◆ Aim of the task
The line containing "the blue sky" marks where to begin; quote it and every line after it through the end of the data, exactly as written.

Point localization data
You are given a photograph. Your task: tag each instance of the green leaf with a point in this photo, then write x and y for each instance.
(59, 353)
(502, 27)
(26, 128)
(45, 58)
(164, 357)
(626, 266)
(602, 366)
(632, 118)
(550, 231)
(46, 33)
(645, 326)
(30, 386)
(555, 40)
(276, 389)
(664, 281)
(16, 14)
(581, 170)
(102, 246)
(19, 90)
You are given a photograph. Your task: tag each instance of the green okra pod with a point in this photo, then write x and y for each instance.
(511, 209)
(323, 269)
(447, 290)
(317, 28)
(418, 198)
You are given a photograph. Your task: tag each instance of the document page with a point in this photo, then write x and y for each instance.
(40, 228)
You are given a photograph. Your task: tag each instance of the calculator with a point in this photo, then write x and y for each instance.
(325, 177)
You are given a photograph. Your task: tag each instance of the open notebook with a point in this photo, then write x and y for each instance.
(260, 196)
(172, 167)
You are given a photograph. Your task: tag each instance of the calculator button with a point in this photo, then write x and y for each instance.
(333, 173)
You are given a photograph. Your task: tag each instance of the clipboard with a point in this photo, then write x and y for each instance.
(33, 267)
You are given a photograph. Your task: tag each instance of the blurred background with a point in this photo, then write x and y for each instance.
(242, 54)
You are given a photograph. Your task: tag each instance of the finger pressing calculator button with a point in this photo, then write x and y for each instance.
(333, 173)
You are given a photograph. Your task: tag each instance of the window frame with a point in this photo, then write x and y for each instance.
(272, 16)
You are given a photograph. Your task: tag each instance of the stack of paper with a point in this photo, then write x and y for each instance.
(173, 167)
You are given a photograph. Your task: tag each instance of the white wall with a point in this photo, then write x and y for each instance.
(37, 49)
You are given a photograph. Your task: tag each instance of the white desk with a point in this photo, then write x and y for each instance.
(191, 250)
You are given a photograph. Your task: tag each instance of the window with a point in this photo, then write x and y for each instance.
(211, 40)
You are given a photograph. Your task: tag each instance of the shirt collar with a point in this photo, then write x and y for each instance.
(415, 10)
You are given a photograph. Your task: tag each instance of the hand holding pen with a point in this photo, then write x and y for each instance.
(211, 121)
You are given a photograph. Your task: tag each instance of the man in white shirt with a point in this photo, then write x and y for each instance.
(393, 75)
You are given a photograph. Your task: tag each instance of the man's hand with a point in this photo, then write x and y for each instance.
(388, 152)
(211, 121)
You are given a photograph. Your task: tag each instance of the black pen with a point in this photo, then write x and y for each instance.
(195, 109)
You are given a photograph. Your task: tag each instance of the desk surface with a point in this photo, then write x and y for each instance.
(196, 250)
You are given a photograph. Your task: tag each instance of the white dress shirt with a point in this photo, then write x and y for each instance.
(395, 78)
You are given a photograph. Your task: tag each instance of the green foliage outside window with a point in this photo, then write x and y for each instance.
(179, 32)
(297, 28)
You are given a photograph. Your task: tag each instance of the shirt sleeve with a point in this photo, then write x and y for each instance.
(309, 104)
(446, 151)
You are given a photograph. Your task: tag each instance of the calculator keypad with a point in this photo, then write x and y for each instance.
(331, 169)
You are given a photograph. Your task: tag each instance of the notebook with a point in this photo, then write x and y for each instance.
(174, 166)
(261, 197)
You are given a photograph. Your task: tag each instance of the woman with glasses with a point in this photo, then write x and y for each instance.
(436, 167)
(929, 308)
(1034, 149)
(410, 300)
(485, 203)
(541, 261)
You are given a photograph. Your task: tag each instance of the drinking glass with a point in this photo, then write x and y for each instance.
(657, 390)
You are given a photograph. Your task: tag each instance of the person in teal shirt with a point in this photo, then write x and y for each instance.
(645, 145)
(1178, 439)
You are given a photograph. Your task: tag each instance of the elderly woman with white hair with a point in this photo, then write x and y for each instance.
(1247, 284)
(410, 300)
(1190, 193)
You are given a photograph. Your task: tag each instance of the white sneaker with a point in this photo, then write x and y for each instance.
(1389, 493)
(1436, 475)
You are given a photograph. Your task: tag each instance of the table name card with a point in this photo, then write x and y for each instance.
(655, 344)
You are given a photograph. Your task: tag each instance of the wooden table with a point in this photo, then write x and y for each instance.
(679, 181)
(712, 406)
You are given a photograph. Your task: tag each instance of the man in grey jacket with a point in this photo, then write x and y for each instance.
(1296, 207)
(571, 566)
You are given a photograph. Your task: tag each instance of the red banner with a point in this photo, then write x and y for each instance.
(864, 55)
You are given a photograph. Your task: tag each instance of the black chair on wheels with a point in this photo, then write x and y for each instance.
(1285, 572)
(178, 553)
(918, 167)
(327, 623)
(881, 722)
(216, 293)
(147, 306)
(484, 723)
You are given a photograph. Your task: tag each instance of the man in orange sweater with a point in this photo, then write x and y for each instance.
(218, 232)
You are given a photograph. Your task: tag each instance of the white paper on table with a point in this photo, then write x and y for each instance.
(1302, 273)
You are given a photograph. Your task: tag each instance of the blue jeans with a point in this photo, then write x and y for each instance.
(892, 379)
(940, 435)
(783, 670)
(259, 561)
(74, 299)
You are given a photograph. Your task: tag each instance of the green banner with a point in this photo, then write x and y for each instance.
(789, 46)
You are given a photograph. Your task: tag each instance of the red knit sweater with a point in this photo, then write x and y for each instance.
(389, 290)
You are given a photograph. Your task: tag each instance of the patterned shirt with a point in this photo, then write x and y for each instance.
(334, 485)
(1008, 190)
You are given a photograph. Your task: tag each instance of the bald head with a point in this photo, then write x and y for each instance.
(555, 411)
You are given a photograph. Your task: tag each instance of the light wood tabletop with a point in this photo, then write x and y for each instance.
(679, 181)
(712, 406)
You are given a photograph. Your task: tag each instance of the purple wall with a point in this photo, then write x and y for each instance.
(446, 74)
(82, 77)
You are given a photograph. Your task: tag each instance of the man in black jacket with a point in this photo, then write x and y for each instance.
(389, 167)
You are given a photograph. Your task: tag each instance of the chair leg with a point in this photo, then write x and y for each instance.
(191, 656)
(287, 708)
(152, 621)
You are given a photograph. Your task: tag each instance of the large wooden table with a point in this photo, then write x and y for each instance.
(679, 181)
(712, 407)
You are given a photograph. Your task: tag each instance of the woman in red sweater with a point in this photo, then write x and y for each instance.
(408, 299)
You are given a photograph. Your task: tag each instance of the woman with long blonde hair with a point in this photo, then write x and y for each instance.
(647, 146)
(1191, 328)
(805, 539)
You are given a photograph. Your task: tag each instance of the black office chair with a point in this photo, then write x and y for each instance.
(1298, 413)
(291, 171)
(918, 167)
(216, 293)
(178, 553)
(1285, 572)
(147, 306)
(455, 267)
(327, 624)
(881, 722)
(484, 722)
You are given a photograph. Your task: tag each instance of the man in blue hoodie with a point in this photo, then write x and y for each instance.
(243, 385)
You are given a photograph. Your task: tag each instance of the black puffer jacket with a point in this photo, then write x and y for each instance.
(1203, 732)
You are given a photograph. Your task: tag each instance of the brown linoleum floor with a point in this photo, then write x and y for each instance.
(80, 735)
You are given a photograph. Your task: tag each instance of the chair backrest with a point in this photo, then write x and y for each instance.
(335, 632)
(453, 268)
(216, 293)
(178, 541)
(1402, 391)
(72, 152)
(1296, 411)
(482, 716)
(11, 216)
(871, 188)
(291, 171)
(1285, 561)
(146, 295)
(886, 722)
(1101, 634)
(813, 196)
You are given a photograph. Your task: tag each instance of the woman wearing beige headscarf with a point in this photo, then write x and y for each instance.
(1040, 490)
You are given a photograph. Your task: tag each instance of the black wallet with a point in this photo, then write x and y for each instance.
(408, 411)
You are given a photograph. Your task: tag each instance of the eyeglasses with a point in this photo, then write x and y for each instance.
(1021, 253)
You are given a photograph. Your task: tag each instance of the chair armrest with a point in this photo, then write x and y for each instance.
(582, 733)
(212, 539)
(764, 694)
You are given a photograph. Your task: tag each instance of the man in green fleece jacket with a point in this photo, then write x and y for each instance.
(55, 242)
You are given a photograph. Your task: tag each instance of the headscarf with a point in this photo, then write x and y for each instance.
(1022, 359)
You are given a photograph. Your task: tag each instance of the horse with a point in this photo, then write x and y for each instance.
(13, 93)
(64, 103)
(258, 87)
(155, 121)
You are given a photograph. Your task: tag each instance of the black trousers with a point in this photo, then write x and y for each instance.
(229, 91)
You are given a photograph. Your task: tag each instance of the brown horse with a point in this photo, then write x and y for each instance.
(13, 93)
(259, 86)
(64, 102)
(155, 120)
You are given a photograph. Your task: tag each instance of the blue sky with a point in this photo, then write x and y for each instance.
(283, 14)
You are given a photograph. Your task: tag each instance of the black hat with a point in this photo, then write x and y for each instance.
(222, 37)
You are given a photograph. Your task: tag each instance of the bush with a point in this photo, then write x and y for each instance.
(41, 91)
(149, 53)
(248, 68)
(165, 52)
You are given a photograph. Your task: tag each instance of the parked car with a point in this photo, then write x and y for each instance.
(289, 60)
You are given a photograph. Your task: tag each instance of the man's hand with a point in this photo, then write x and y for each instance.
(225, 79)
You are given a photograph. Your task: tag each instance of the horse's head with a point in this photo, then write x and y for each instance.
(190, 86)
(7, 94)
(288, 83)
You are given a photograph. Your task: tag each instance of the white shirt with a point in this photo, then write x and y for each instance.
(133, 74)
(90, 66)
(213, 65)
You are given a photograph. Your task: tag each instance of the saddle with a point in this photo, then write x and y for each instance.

◆ Result of the exercise
You are given a photograph. Your task: tag each instance of the blue sky with a point in this photo, then write x and y for each instance.
(283, 14)
You are given a photograph. Your task: tag each instance of the black hat with a point in this photo, then write x and y for each instance.
(222, 37)
You are given a photograph. Your task: tag each instance of the bush with a point in this photo, then write x and y for each instance.
(41, 91)
(149, 53)
(248, 68)
(165, 52)
You are given a photograph. Your task: tag each instance of the parked car with a point in this photo, then write x and y for each instance.
(289, 60)
You are given a photograph. Your task: tag each instance of the man's hand with a point in this photo, then write x and y for each instance.
(225, 79)
You are given a photograph. Your task: tag each instance of the horse's head with a point in this photo, then write x and y for each instance.
(190, 86)
(7, 94)
(288, 83)
You are given a photograph. Your task: tag each instance of the white shirt with a point in this photo, then write x and y for each instance.
(133, 74)
(90, 66)
(213, 65)
You are given a photograph. Your task: tag each instance of the saddle with a point in this photo, then write x and y for each instance.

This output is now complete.